* **WORK TO BE COMPLETED**: Whenever "instance" appears in a line of the entries below, that line counts; give the total only.

* **EXERCISE DATA**:
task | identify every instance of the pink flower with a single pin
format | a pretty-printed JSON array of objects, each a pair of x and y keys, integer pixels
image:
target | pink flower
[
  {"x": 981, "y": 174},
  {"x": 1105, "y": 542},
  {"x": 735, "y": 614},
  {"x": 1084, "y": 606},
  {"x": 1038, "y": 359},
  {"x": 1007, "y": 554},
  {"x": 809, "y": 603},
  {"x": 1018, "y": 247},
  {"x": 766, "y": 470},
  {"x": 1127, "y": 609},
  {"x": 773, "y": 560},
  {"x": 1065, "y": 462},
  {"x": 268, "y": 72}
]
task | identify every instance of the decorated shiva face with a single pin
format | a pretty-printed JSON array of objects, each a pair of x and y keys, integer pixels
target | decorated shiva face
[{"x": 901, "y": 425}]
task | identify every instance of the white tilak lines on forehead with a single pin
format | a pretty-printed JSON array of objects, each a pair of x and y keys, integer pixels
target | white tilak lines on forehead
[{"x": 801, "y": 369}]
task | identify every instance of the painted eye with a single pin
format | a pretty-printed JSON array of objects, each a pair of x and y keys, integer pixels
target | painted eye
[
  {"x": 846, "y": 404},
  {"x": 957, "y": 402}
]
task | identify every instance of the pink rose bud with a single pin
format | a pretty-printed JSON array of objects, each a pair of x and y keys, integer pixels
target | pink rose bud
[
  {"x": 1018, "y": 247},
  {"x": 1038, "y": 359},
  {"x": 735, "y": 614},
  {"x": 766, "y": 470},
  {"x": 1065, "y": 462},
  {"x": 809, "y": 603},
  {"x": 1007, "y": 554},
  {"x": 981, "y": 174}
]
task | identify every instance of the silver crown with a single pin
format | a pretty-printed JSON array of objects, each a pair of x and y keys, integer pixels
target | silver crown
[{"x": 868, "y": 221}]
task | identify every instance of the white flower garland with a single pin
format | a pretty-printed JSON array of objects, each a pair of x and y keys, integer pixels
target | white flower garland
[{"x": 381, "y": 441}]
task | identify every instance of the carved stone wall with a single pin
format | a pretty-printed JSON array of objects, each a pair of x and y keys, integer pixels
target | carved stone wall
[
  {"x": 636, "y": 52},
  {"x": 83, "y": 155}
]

* **ANSWER FOR THIS EXERCISE**: 8